(Pointing data excerpts)
◆ ◆ ◆ ◆

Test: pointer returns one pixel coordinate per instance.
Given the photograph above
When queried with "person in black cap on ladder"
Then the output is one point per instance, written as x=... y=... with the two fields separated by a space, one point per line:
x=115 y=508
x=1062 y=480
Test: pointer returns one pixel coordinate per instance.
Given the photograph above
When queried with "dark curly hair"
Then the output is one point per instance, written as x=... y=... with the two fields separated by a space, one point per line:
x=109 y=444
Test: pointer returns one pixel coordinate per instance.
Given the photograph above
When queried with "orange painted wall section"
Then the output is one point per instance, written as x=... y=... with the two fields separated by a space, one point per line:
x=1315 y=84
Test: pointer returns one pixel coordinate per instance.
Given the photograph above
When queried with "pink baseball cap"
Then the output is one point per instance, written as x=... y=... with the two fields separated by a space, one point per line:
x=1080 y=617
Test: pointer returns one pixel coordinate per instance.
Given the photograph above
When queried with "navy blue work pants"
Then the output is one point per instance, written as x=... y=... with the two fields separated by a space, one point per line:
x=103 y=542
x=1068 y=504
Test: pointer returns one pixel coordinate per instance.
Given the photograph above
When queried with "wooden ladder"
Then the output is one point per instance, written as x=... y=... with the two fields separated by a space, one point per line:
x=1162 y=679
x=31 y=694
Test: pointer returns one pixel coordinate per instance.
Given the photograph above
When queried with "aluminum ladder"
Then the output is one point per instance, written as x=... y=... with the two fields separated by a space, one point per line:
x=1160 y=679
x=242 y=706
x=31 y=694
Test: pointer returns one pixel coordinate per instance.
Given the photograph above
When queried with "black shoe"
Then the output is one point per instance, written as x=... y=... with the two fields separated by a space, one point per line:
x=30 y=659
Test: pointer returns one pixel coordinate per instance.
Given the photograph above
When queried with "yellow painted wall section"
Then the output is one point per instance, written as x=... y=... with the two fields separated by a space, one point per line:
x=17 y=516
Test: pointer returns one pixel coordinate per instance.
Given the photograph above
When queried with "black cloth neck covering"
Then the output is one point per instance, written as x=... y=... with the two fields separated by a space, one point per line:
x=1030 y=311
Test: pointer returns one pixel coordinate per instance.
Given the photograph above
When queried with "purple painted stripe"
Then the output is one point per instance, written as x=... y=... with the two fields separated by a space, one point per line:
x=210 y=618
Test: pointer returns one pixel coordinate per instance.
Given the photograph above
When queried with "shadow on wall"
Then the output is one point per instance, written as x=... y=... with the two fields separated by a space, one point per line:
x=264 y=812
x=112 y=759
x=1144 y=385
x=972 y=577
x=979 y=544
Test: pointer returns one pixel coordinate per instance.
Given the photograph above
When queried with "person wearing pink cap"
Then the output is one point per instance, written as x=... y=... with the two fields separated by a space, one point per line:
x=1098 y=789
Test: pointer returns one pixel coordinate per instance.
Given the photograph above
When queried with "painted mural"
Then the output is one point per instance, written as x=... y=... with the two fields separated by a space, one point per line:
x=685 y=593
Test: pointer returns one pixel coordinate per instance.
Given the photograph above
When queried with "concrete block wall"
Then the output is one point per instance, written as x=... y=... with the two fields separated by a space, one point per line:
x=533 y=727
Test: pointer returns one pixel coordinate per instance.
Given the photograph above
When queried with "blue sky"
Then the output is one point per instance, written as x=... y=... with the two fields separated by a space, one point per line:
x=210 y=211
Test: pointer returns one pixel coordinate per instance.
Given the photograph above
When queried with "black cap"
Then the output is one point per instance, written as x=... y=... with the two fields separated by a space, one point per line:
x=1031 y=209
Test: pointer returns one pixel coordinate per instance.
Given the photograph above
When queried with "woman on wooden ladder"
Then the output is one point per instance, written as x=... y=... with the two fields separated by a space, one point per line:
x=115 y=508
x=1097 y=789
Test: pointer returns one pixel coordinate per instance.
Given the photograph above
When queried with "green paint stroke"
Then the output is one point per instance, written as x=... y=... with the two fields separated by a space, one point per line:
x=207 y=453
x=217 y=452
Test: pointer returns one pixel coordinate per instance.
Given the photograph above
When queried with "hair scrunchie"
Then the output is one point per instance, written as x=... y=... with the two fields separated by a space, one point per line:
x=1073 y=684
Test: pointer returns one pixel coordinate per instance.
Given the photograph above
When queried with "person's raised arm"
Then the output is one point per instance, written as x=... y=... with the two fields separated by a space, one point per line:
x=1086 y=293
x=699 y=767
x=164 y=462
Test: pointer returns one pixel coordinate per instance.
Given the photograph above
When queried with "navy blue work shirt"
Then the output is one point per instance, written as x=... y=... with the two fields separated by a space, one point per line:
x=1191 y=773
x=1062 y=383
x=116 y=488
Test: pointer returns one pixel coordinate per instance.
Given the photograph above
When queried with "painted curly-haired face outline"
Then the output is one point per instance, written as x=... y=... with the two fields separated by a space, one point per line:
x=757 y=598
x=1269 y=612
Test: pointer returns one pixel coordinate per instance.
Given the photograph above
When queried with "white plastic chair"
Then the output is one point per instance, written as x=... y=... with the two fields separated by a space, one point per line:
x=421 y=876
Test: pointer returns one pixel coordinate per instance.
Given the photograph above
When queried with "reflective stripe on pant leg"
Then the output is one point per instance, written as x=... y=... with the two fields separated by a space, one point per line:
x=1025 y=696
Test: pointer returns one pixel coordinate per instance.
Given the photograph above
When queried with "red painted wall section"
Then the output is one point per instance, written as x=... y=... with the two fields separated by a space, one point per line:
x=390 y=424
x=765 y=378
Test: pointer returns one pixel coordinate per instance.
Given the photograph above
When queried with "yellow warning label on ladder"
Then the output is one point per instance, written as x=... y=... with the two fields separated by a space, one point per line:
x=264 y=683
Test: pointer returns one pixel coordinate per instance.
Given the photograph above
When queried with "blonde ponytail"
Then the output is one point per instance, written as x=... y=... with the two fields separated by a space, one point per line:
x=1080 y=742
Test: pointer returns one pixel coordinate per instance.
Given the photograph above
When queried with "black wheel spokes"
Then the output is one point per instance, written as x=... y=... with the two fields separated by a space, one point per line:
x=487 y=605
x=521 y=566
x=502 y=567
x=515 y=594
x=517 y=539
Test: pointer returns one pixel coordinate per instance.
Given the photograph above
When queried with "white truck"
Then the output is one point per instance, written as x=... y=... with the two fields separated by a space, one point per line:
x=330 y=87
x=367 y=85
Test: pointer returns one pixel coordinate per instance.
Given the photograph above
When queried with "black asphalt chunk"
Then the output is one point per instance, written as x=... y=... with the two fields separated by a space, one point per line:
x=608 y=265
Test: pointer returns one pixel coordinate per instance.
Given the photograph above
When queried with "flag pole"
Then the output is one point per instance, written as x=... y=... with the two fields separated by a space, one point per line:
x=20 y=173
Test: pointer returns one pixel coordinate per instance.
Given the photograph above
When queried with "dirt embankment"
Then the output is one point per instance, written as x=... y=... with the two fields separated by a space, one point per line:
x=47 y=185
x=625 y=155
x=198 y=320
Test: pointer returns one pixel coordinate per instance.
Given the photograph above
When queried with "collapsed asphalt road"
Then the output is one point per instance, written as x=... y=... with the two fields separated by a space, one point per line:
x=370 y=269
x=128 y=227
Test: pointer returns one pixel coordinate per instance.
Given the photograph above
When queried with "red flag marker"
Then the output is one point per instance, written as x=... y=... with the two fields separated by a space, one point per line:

◆ ◆ ◆ ◆

▶ Task requirements
Locate every line in the listing above that contains the word "work", matching case exactly, and copy each such line in full.

▶ Result of this task
When queried with "navy blue work pants"
When queried with "navy blue work shirt"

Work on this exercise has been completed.